===== RECORDS PROVIDED =====
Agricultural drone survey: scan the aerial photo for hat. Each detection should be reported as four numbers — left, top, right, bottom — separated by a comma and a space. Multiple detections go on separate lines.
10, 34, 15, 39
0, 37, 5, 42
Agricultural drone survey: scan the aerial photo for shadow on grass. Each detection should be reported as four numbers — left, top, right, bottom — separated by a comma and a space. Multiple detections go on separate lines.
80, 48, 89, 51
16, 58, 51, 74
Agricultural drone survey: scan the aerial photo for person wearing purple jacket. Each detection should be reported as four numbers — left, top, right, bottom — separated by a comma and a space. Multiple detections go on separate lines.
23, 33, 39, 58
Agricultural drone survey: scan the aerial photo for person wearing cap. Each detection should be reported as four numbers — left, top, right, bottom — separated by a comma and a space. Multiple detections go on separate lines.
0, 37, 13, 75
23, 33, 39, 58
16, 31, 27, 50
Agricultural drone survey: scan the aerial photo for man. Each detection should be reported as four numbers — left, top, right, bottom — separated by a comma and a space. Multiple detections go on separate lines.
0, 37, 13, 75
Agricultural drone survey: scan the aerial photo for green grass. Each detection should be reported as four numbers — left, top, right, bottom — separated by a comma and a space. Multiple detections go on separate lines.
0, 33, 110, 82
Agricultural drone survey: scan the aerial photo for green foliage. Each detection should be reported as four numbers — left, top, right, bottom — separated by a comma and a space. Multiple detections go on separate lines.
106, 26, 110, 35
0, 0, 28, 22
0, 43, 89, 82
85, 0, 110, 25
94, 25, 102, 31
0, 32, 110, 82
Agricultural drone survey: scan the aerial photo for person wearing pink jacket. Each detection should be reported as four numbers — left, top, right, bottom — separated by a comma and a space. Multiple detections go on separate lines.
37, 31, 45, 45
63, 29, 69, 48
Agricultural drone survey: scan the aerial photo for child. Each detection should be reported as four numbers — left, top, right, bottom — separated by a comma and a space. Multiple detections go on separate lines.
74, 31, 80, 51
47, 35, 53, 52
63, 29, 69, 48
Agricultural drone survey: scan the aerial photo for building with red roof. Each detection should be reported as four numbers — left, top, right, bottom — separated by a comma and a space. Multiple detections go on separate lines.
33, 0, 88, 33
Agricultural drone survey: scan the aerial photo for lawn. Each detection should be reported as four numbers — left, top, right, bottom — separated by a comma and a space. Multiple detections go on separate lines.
=====
_GIVEN REQUEST_. Pick out each line of the material above that contains the string "with" and copy it in full. Upper and lower case must match.

_RESPONSE_.
Agricultural drone survey: scan the aerial photo for building with red roof. Each detection should be reported as four numbers — left, top, right, bottom — separated by a comma and a space. Multiple detections go on separate lines.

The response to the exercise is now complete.